ОТРЫВОК ТЕКСТА:
--

Возьми меня, Господи, вместо него,
А его на земле оставь!
Я – легкомысленное существо,
И Ты меня в ад отправь.
 
 
Пускай он еще поживет на земле,
Пускай попытает судьбу!
Мне легче купаться в кипящей смоле,
Чем выть на его гробу.
 
 
Молю Тебя, Господи, слезно молю!
Останови мою кровь
Хотя бы за то, что его люблю
Сильней, чем Твою любовь.
 

Кстати, в сем высокоморальном обществе, в котором я сейчас нахожусь, могу, не стесняясь, объявить – мы до сих пор не расписаны.

– О чём говорят в быту два выдающихся поэта?

– О стихах, милочка.

– Трудно жить рядом с выдающимся поэтом?

И тотчас ответил Семён Израилевич:

– Нет!

Все дружно рассмеялись.

– Ну, кому ещё доступно такое рыцарство? Но и я отвечу. Действительно, с Семёном Израилевичем жить легко. Он в быту на редкость неприхотлив, совершенно не капризен в еде, я никогда не слышала от него, что что-либо невкусно. Единственное, в чем Семен Израилевич неуступчив, – это в точном соблюдении распорядка дня. С девяти утра до часу он работает ежедневно. Тут он крайне педантичен. И ждёт того же от меня. Это единственная моя трудность, ибо я разболтана, недисциплинированна и вечно жду вдохновения.

– Простите, но бывает, что вы ссоритесь?

– Конечно, милочка. Я, например, не так высоко ставлю Заболоцкого, как Семён Израилевич. (Смех) Друзья мои, а не хотите ли вы знать, какие цветы любит Липкин? Каких художников? От какой еды у него случается несварение желудка? Друзья мои, я не только жена Липкина, я тоже, в некотором смысле, пишу стихи.

– Простите эту толпу, – вмешался Валерий Николаевич. – И раздавите её своими стихами!

--

СТРОКИ ДАННЫХ:
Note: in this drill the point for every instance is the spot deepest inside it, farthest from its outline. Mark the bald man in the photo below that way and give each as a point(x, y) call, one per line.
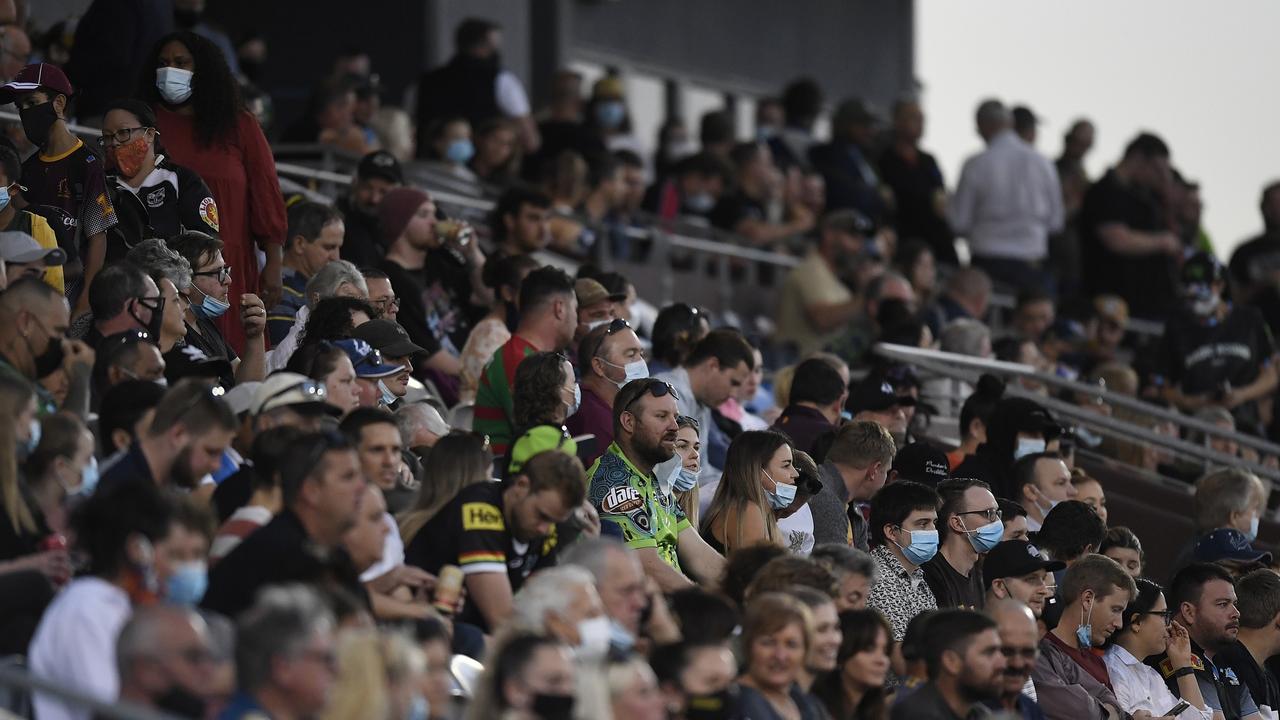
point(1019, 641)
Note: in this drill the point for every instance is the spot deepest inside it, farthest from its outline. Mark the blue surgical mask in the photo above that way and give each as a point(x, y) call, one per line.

--

ЗАДАНИЕ: Перепишите слово в слово весь отрывок текста выше, со стихами и беседой о жизни рядом с поэтом.

ОТВЕТ:
Возьми меня, Господи, вместо него,
А его на земле оставь!
Я – легкомысленное существо,
И Ты меня в ад отправь.
 
 
Пускай он еще поживет на земле,
Пускай попытает судьбу!
Мне легче купаться в кипящей смоле,
Чем выть на его гробу.
 
 
Молю Тебя, Господи, слезно молю!
Останови мою кровь
Хотя бы за то, что его люблю
Сильней, чем Твою любовь.
 

Кстати, в сем высокоморальном обществе, в котором я сейчас нахожусь, могу, не стесняясь, объявить – мы до сих пор не расписаны.

– О чём говорят в быту два выдающихся поэта?

– О стихах, милочка.

– Трудно жить рядом с выдающимся поэтом?

И тотчас ответил Семён Израилевич:

– Нет!

Все дружно рассмеялись.

– Ну, кому ещё доступно такое рыцарство? Но и я отвечу. Действительно, с Семёном Израилевичем жить легко. Он в быту на редкость неприхотлив, совершенно не капризен в еде, я никогда не слышала от него, что что-либо невкусно. Единственное, в чем Семен Израилевич неуступчив, – это в точном соблюдении распорядка дня. С девяти утра до часу он работает ежедневно. Тут он крайне педантичен. И ждёт того же от меня. Это единственная моя трудность, ибо я разболтана, недисциплинированна и вечно жду вдохновения.

– Простите, но бывает, что вы ссоритесь?

– Конечно, милочка. Я, например, не так высоко ставлю Заболоцкого, как Семён Израилевич. (Смех) Друзья мои, а не хотите ли вы знать, какие цветы любит Липкин? Каких художников? От какой еды у него случается несварение желудка? Друзья мои, я не только жена Липкина, я тоже, в некотором смысле, пишу стихи.

– Простите эту толпу, – вмешался Валерий Николаевич. – И раздавите её своими стихами!